[Data entries]
□ □ □ □ □ □ □
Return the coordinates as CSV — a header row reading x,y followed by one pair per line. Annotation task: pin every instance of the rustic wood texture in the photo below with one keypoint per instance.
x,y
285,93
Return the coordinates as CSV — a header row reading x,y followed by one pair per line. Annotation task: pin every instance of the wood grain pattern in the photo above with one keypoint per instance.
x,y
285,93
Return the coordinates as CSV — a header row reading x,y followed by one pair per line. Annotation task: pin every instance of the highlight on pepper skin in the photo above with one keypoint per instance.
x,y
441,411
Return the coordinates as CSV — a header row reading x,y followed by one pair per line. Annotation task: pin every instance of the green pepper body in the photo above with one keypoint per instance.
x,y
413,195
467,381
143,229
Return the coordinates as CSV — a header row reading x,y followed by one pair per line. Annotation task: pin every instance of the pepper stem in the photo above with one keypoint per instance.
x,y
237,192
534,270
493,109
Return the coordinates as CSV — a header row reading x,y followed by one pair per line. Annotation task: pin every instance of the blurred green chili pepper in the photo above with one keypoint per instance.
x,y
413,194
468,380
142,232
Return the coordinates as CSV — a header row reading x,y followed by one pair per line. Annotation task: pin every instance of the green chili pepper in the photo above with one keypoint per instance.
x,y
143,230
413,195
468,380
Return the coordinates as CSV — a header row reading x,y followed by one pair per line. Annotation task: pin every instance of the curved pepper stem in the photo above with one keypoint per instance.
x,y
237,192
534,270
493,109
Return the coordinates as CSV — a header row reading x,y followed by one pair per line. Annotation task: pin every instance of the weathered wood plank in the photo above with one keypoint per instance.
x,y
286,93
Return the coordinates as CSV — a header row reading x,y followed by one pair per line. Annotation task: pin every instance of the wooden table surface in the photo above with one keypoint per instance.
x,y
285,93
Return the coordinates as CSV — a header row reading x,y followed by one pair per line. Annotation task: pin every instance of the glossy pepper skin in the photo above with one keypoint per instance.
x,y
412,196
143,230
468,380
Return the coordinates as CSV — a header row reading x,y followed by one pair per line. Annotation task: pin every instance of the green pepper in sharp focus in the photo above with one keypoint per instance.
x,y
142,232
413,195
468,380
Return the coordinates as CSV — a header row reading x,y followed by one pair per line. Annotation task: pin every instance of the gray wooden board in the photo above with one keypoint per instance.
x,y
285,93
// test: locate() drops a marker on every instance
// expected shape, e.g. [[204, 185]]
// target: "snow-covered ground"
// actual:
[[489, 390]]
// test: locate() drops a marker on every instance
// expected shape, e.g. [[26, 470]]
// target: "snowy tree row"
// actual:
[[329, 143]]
□ □ □ □ □ □ □
> Brief: Across the records, count the lines that contain the word "expected" and give that figure alone.

> Finished exercise: 2